▶ **WORK TO DO**: Copy the discussion thread starting at the words "I'm all for" and stopping after "Hindi and Spanish.", and switch each "ASL" to "BSL".

Hello HN,
get your videos translated into sign language quickly and easily by uploading them and choosing your favorite language.
After 48 hours you will get your final video.
That's it.
>You are excluding more than 700 million people from your content.
I'm sorry, but that is not a believable stat. You mean to tell me close to 1/10 of the planet is deaf and speaks ASL and doesn't read a written language?
I'm all for the project. I'm 100% in favor of increasing accessibility. I just don't believe that stat.
Are you sure it isn't 700k? That'd be more reasonable considering Wikipedia says a 1972 survey estimated the signing population as between 250k and 500k.
Even 700k would be ridiculous; it implies that not only has the ASL population roughly doubled in the last 50 years, but also that that population is entirely incapable of reading written English. That's clearly not true.
700M is simply ludicrous. Even if that's only taken as the number of ASL signers, that would still make ASL the third largest language in the world, ahead of Hindi and Spanish.
> You mean to tell me close to 1/10 of the planet is deaf and speaks ASL and doesn't read a written language?
While the number is clearly far too large even taking into account what I'm about to say, I think someone doesn't have to not read any written language to be excluded. For many ASL speakers, ASL, not English, is their native language. Although I read French passably, I would consider subtitles available only in French, and not in English, to be serving my needs poorly; and I think the same can be said of an ASL speaker asked to "make do" with English-language subtitles.
And they don't all use ASL, either. Not all deaf people rely on sign language, especially if they became deaf later in life, and there are numerous other sign languages used outside the US which aren't mutually intelligible with ASL.
so presumably not just ASL. In any case, this is probably a sorely needed service, if there are robust production pipelines for subtitling and dubbing in other written languages but not for sign languages.
Sounds too good to be true, you don't mention cost anywhere. You can't scale this without paying interpreters. I dare say, you won't have a 48-hour turnaround on movie-length content either, without a low bar for quality.

▶ **SUPPLIED MATERIAL**:
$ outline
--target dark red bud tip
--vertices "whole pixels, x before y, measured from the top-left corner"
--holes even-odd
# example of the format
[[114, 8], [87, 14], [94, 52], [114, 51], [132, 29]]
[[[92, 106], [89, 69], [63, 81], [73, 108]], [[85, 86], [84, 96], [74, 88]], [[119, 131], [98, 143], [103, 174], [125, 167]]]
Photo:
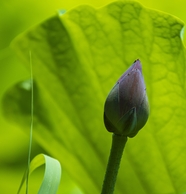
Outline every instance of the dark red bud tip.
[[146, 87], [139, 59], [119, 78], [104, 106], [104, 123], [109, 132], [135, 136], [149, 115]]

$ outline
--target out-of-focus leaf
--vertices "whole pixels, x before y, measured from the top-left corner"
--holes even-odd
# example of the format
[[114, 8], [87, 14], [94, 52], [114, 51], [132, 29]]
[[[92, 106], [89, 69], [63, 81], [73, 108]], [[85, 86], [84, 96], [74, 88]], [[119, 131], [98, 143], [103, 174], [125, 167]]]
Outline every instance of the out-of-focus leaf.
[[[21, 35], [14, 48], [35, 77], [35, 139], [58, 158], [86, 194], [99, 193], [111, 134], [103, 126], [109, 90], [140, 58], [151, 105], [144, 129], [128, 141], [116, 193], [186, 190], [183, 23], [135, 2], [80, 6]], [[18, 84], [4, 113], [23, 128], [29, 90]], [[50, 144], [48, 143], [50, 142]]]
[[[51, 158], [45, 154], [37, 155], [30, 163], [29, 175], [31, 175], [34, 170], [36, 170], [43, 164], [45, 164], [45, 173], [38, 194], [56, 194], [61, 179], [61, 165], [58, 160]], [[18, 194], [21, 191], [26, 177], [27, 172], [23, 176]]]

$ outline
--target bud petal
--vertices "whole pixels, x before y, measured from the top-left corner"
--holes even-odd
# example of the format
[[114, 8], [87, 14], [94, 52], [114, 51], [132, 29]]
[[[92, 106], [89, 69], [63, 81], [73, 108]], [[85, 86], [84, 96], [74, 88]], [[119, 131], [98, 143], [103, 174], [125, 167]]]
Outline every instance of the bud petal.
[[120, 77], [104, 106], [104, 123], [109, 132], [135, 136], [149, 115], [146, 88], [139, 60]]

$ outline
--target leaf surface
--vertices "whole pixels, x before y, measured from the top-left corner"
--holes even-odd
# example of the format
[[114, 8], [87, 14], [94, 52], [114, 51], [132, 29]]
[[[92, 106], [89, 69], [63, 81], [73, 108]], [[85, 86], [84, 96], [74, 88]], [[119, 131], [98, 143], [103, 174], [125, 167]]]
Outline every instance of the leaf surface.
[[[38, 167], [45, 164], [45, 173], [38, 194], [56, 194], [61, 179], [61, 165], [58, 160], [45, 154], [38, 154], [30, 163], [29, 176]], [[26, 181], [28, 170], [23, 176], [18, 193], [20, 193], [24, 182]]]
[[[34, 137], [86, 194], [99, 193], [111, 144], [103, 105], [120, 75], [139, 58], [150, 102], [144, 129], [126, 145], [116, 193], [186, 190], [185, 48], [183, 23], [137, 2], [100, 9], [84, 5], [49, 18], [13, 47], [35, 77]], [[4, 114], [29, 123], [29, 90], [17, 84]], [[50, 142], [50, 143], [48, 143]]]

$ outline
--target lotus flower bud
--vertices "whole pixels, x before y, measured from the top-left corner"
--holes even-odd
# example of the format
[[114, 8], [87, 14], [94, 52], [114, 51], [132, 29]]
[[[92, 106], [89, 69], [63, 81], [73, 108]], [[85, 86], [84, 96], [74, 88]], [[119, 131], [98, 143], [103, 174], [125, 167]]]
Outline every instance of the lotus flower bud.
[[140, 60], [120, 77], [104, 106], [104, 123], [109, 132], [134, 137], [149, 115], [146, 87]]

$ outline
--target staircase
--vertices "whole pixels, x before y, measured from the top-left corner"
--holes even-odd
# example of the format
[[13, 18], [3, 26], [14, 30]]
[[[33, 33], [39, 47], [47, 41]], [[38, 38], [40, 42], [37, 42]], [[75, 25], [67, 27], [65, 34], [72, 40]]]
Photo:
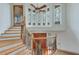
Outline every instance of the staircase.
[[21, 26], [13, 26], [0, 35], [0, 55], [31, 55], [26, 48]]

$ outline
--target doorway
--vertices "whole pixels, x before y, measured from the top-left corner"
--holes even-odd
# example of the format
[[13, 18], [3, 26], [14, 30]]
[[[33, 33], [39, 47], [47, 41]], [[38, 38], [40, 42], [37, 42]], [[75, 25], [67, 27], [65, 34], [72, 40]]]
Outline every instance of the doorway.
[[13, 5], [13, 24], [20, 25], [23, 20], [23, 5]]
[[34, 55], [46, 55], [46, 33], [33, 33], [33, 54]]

▶ **OUTPUT**:
I'm all for the project. I'm 100% in favor of increasing accessibility. I just don't believe that stat.
Are you sure it isn't 700k? That'd be more reasonable considering Wikipedia says a 1972 survey estimated the signing population as between 250k and 500k.
Even 700k would be ridiculous; it implies that not only has the BSL population roughly doubled in the last 50 years, but also that that population is entirely incapable of reading written English. That's clearly not true.
700M is simply ludicrous. Even if that's only taken as the number of BSL signers, that would still make BSL the third largest language in the world, ahead of Hindi and Spanish.